Of all of Flushing’s gastronomic assets, its varied food courts may be the most charming. Whether sussing out Happy Kenji Noodle’s Taiwanese beef noodle soup at the flashy New World Mall food court or perching on a colorful picnic bench eating shaved ice in the run-down-but-still-standing Flushing Mall, it’s easy to see their appeal. Our favorite of the bunch is the two-story Golden Shopping Mall, a mishmash of shops and stalls tucked inside an otherwise plain street-level and basement space. It’s from this location that David Shi started Xi’an Famous Foods, arguably Flushing’s most famous export. Other standouts include superlative lamb with squash and pork, shrimp, and chive dumplings at Tianjin Dumpling House, and noodles chilled or in steamy broth from Lanzhou Handmade Noodles.

9. Pop’s Diner, 44-29 Kissena Boulevard, Queens; 718-463-7719

With half a century spent slinging blue plate specials under its belt, Pop’s is a neighborhood gem. Breakfast is particularly satisfying, with sausage links as bulbous as British bangers and top notch egg cookery. Sandwiches and platters get a special boost from three proprietary hot sauces made with yellow, green and red Brazilian peppers, giving the unassuming diner a spicy edge — we like them best on Friday’s stuffed peppers.

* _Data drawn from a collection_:
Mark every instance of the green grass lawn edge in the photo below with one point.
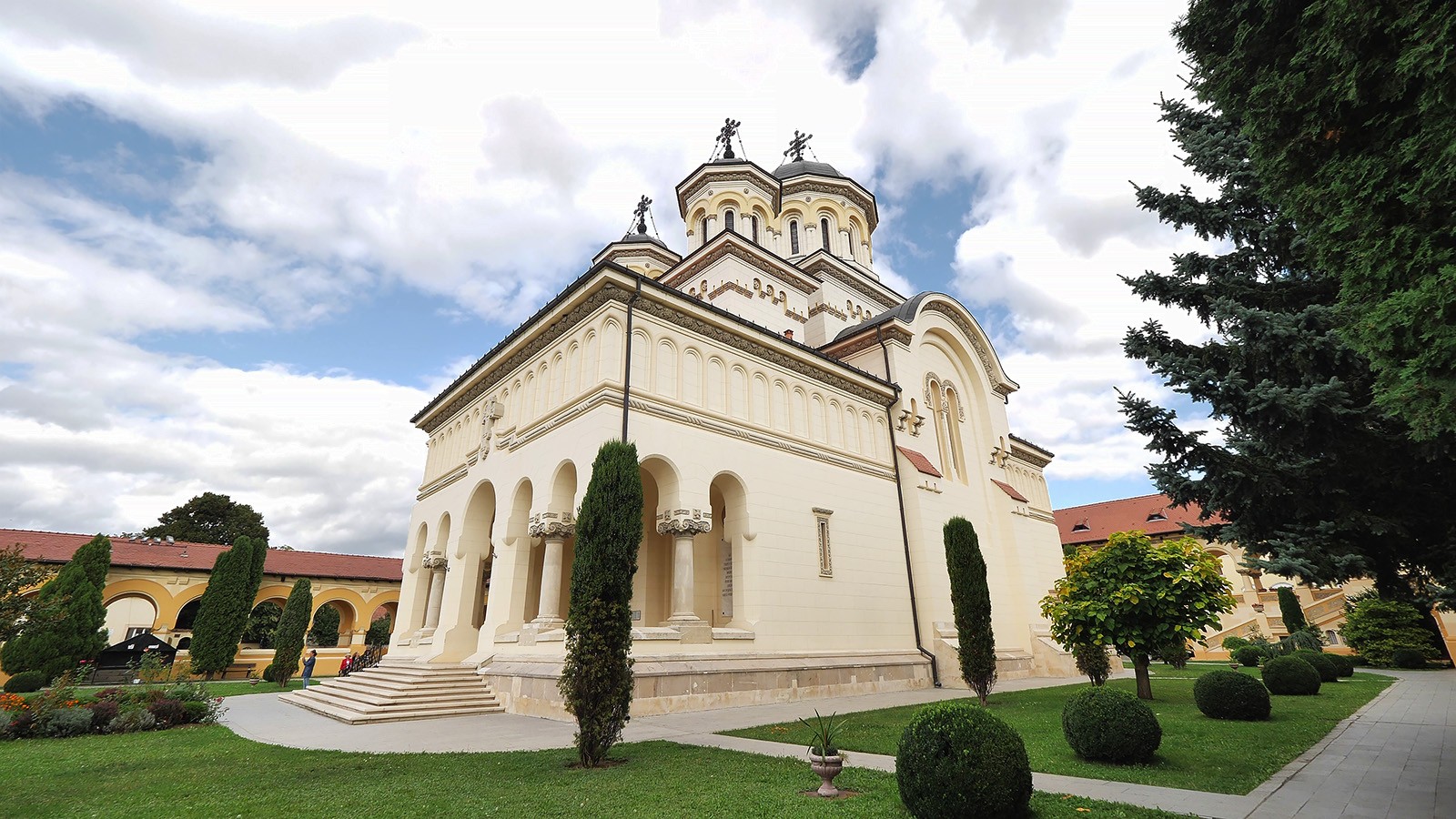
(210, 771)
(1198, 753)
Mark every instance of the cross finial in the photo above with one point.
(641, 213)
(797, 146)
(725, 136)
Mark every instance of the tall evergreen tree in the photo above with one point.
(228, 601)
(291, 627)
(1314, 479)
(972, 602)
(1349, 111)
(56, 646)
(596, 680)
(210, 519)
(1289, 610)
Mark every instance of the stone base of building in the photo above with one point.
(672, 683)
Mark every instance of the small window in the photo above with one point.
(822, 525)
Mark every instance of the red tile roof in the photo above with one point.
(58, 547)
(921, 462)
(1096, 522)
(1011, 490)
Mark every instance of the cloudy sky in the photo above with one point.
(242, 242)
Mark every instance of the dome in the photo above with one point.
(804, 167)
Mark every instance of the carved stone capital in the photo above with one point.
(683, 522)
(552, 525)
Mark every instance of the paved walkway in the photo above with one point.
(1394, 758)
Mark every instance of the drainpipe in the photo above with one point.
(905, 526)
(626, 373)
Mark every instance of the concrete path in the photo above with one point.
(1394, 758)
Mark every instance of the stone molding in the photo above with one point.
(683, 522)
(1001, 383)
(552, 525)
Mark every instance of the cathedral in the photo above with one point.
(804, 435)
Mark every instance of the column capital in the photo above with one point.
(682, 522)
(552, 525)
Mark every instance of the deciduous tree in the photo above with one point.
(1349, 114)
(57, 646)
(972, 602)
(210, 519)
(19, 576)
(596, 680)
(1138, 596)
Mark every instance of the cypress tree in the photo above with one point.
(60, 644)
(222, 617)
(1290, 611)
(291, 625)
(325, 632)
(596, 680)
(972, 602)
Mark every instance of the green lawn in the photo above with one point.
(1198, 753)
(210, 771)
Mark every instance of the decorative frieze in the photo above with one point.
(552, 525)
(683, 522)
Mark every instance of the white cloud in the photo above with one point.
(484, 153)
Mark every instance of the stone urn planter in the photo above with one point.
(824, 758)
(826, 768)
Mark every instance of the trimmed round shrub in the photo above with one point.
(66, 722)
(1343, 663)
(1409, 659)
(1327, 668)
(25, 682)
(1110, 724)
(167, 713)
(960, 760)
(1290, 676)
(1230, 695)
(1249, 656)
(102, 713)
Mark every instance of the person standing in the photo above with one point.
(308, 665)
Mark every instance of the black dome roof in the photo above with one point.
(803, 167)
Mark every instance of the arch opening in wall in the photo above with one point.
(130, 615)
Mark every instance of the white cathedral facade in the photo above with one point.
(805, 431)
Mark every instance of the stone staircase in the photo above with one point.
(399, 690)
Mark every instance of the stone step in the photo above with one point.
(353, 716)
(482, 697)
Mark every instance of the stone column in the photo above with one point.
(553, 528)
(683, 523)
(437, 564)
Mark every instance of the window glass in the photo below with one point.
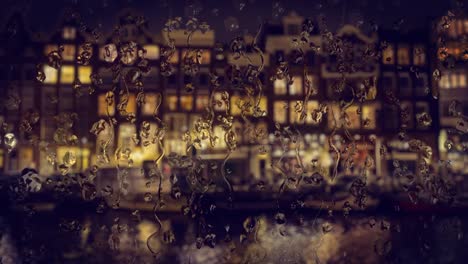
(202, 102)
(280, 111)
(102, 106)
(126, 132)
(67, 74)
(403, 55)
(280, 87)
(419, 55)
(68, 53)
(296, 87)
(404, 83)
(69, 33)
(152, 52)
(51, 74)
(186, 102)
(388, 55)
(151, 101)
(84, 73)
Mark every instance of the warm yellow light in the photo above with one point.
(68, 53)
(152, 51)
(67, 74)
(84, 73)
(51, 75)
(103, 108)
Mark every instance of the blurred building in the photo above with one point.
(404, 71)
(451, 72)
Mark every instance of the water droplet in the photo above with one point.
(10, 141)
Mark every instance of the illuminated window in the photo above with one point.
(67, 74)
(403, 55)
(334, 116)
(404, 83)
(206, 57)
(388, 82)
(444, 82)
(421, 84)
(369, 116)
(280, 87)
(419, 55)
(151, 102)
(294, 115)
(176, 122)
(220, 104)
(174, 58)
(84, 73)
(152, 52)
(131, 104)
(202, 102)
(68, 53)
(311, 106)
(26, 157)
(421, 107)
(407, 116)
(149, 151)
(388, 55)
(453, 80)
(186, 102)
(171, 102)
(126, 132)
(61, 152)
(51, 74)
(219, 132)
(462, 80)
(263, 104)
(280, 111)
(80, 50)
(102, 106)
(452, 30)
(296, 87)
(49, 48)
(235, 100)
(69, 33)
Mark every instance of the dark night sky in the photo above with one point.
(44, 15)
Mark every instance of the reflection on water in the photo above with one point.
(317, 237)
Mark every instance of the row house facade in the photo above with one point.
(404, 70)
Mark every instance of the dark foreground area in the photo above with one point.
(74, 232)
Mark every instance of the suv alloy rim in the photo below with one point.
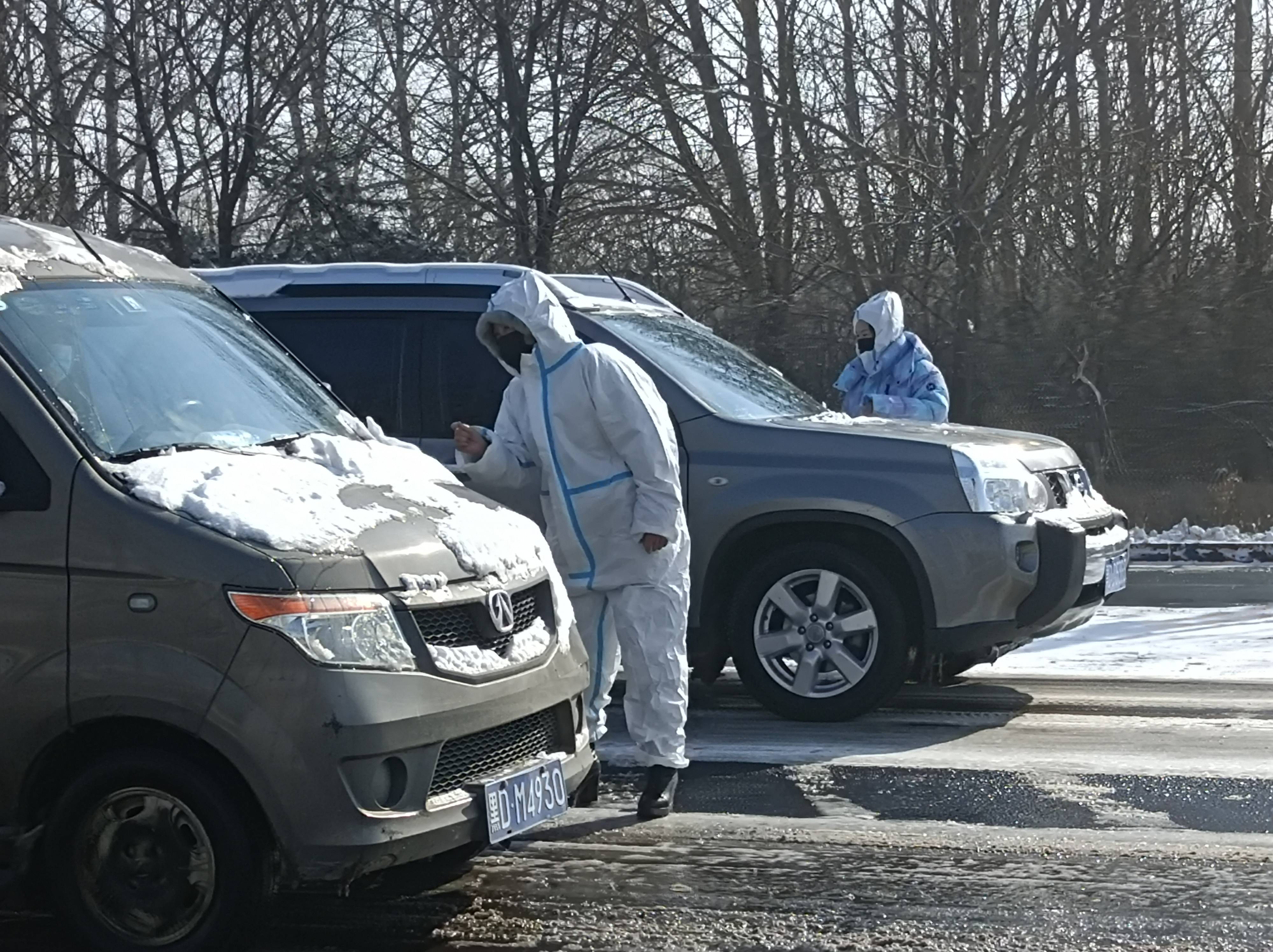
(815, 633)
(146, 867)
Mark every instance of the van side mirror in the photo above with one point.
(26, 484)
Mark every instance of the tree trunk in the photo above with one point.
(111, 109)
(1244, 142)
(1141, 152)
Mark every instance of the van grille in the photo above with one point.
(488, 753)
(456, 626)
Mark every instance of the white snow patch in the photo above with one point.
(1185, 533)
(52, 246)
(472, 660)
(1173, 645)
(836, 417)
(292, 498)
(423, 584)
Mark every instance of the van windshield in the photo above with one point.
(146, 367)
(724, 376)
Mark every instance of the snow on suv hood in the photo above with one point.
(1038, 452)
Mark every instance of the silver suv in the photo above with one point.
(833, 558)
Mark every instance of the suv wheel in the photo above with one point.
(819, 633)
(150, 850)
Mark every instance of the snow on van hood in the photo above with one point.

* _Exercise aim_: Write the next part of the Flushing food guide, picking up right after its last sentence. These entries have no connection to the Flushing food guide.

* _Response to this exercise_:
8. Siruyeon, 150-36 Northern Boulevard, Queens; 718-461-6677

Nestled along Northern Boulevard in Murray Hill, this modest Korean cafe specializes in rice cake waffles topped with ice cream and fresh fruit. The only thing these confections have in common with traditional waffles is the shape, and the gummy, mochi-like texture is a fun alternative to sating those more sinful brunch cravings. The shop also knows its way around the savory side of rice cakes, including an above-average version of chili-spiked tteokbokki, soft rice cakes swimming in sweet, tangy chili sauce.

7. Nan Xiang Xia Long Bao, 38-12 Prince Street, Queens; 718-321-3838

Great soup dumplings are undoubtedly one of history’s proudest culinary achievements, with their bloated teardrop-shaped skins that jiggle with liquid innards and thick, spiraled tops perfect for grabbing with chopsticks. Nan Xiang’s are exemplary, the broth heady from pork or pork and crab fillings (we prefer to surf with our turf). While you could make an entire meal out of the steamy jewels, do pay close attention to the springy, slippery Shanghai udon.

6. White Bear, 135-02 Roosevelt Avenue, Queens; 718-961-2322

Long famous for its wontons in hot oil, tiny White Bear cooks some truly special pork dumplings. With sheer, springy skins and supple filling, the dough pockets are sold plain and adorned with plenty of fresh herbs and ruddy, fragrant chili oil or bobbing in mild soup with seaweed. Even steamed at home from a frozen bag, they’re some of the finest dumplings we’ve ever tasted.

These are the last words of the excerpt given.